::: Exercise material :::

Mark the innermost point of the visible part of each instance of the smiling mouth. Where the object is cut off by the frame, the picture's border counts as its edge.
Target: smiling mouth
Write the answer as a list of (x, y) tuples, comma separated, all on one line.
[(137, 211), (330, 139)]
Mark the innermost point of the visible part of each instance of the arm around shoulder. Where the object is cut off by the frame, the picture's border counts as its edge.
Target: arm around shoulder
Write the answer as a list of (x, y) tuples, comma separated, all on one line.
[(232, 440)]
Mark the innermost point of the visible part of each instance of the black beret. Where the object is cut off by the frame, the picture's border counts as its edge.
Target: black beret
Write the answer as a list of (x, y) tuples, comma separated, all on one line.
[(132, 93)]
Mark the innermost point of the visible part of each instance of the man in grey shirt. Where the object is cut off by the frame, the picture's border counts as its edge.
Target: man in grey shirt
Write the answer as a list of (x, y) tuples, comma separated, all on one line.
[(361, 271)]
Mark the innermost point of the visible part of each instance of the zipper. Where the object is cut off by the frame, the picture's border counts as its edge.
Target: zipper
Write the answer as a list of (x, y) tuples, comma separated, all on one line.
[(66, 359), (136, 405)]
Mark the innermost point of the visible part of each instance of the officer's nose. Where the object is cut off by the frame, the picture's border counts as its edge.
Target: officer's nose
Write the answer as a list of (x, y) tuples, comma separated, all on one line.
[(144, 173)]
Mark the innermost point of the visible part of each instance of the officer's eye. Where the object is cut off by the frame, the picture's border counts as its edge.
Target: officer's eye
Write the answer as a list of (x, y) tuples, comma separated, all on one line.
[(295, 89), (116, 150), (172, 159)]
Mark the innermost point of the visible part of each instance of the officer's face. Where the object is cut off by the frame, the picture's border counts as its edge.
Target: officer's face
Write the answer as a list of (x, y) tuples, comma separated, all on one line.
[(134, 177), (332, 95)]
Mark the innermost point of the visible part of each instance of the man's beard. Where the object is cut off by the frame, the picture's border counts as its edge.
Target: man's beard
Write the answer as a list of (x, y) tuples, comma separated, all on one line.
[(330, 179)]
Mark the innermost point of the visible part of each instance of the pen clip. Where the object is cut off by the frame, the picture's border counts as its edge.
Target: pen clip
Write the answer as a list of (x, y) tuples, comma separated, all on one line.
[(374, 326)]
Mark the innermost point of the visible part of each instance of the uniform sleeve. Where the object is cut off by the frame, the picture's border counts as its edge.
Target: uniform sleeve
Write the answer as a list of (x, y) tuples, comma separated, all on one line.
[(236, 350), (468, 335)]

:::

(Request):
Return the listing above word for word.

(Written reply):
Mark the innermost point of the visible part of each instance of the smiling mouth. Where the object is cut off by the frame, the picture's border counts as its edge.
Target: smiling mouth
Write the answer as a list of (x, y) tuples, comma separated, all on one line.
[(137, 211), (330, 139)]
Mark the innermost point of the visible part of each instance of the arm around shoulder. Where the object is cut off by the frame, the picture's border counts as its edge.
Target: arm around shoulder
Write the answer as a list of (x, y) tuples, comma separated, all on one line.
[(232, 440)]
Mark the innermost point of the visible part of each instance of the black beret. Where the object is cut off by the frame, the picture's border counts as its edge.
Target: black beret
Write the answer as a list of (x, y) tuples, comma separated, all on one line.
[(132, 93)]
Mark the innermost point of the visible part of each instance of the man in grey shirt. Where the object is cut off by the frame, the picture's border counts as its edge.
Target: man in grey shirt
Write the answer as a list of (x, y) tuples, comma separated, all on one line.
[(361, 271)]
Mark the innermost point of the visible part of each instance of the zipper. Where the object is cut off by the frame, the picture's border counts as its edge.
Target: zipper
Write the answer as a list of (x, y) tuples, comma separated, all on one line.
[(66, 359), (136, 405)]
Mark the innermost point of the visible part of each instance of the officer's nose. Where the object is cut off by the frame, the picture's border counts as its edge.
Target: officer's nose
Write the answer as a list of (x, y) tuples, comma separated, all on one line.
[(144, 173)]
Mark the innermost point of the visible part of each instance of the officer's eye. Where the object is cut off by the frame, the picture's border counts as its edge.
Target: officer's eye
Write the answer as a list of (x, y) tuples, comma separated, all on one line.
[(295, 89), (116, 150), (172, 159)]
Mark the innermost point of the visible part of each instance of the officer's face. Where the object is cut off by the frame, the picture's border counts as its edge.
Target: officer's face
Write the answer as a list of (x, y) tuples, comma separated, all on one line.
[(134, 177), (332, 95)]
Mark the innermost point of the visible part of each instance of the man's beard. Where the object is cut off by the frame, the picture's border counts as its edge.
Target: man's beard
Write the answer as a list of (x, y) tuples, comma separated, all on one line.
[(330, 179)]
Mark the innermost point of the visible part of each instance of the pen clip. Where the object is cut off by the frame, the picture's border counts as its edge.
Target: pen clip
Write the answer as a list of (x, y) tuples, comma separated, all on one line.
[(374, 326)]
Mark the innermost point of the visible part of each instance of the uniform sleeve. Where the object is cut off by the frame, the picture's border counts as its edge.
Target: uniform sleeve
Write the answer as a list of (x, y) tuples, comma separated, all on one line.
[(236, 350), (468, 335)]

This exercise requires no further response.